### Available data
* * * *

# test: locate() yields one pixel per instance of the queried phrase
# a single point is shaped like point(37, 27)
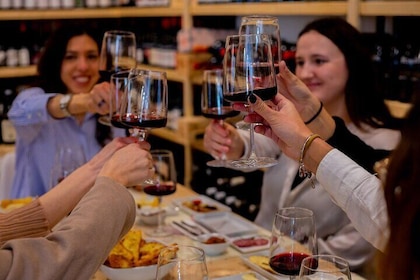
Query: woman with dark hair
point(61, 109)
point(387, 215)
point(332, 63)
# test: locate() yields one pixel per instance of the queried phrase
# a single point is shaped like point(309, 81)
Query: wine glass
point(213, 104)
point(163, 182)
point(181, 262)
point(144, 104)
point(118, 53)
point(67, 159)
point(248, 69)
point(118, 84)
point(293, 238)
point(324, 267)
point(264, 24)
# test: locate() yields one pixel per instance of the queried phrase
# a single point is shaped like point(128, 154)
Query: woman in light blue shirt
point(61, 110)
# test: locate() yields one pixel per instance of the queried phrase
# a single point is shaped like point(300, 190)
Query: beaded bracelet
point(303, 173)
point(316, 114)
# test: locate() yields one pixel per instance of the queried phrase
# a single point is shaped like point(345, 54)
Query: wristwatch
point(64, 104)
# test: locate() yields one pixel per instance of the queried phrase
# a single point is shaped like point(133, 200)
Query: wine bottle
point(8, 132)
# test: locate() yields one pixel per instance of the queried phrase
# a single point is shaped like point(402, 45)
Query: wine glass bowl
point(293, 238)
point(145, 102)
point(248, 70)
point(118, 52)
point(264, 24)
point(213, 104)
point(163, 182)
point(324, 267)
point(182, 262)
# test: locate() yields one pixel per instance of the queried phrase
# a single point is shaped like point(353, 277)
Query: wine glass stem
point(141, 134)
point(223, 156)
point(253, 155)
point(160, 216)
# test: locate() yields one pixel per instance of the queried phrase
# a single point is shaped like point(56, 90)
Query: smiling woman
point(60, 109)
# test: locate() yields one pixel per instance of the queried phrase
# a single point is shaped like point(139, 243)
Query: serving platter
point(226, 223)
point(242, 276)
point(200, 205)
point(250, 243)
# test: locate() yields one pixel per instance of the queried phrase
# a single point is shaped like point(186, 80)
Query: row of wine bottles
point(57, 4)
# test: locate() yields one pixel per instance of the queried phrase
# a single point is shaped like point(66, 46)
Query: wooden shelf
point(275, 8)
point(390, 8)
point(175, 9)
point(17, 72)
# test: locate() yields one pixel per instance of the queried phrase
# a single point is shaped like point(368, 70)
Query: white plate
point(226, 223)
point(252, 248)
point(244, 275)
point(219, 207)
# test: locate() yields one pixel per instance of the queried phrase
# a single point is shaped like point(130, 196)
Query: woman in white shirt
point(332, 63)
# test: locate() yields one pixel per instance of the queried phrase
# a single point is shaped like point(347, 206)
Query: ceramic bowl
point(132, 273)
point(213, 248)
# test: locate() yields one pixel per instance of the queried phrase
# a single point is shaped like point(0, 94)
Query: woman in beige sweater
point(35, 246)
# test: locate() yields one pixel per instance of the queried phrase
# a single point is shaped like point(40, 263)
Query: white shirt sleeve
point(358, 193)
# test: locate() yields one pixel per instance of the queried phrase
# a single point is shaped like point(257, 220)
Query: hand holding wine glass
point(213, 104)
point(145, 102)
point(324, 267)
point(163, 182)
point(293, 238)
point(181, 262)
point(248, 69)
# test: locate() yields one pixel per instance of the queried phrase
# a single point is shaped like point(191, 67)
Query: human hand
point(218, 140)
point(281, 122)
point(99, 101)
point(130, 165)
point(293, 89)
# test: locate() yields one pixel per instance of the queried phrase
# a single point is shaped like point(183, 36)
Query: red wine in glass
point(287, 263)
point(219, 113)
point(116, 122)
point(160, 189)
point(148, 121)
point(263, 93)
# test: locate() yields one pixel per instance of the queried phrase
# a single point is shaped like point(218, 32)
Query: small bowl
point(213, 249)
point(132, 273)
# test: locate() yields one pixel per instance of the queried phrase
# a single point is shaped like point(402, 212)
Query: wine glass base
point(159, 232)
point(104, 120)
point(251, 163)
point(217, 163)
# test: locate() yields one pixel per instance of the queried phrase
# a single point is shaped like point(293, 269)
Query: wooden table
point(229, 263)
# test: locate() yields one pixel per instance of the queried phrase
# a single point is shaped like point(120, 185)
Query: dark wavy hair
point(401, 259)
point(364, 101)
point(49, 66)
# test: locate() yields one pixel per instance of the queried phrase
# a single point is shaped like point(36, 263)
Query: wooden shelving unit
point(190, 125)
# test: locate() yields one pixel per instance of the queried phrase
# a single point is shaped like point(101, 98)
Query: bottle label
point(8, 132)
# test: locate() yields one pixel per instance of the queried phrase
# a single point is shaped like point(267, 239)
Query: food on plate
point(262, 261)
point(249, 276)
point(250, 242)
point(132, 251)
point(214, 240)
point(9, 204)
point(199, 206)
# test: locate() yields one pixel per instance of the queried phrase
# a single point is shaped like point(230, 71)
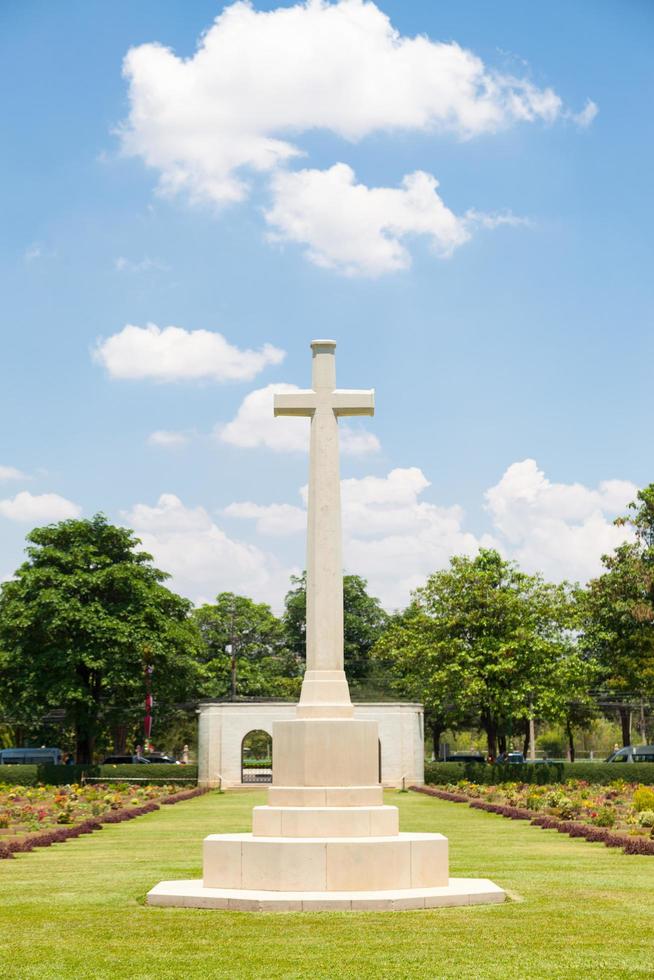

* * * *

### Task objective
Write down, word for word, the lines above from the one containing "Query: red wine in glass" through the one containing "# a single point is shaped like point(267, 239)", both ends included.

### Response area
Query: red wine in glass
point(287, 263)
point(219, 113)
point(116, 122)
point(160, 189)
point(148, 121)
point(263, 93)
# test: locate() yields one pixel per instance of the queried phrase
# a single point is shaped like point(218, 32)
Query: small bowl
point(213, 249)
point(132, 273)
# test: locate() yields one pixel per instance of the queried phrase
# a single point is shaped like point(402, 212)
Query: wine glass base
point(159, 232)
point(104, 120)
point(251, 163)
point(217, 163)
# test: locate() yields one pixel per instance of the queried phrase
# a single point is shaped like point(293, 269)
Query: wooden table
point(229, 263)
# test: locate() yields one pixel per instance of the queried phrase
# a single point is shaped like point(120, 185)
Query: dark wavy hair
point(401, 259)
point(364, 101)
point(49, 66)
# test: locate() yields one pixel per instance of the queried phrase
# a single point is shaped like point(36, 263)
Query: wooden shelving unit
point(190, 125)
# test: locate() yields one pixel per instance of the queried phrase
# a single point is shaped like point(101, 98)
Query: bottle label
point(8, 132)
# test: locate() yields one pixel per instance of the queried phrase
# a single point is shaped like point(267, 239)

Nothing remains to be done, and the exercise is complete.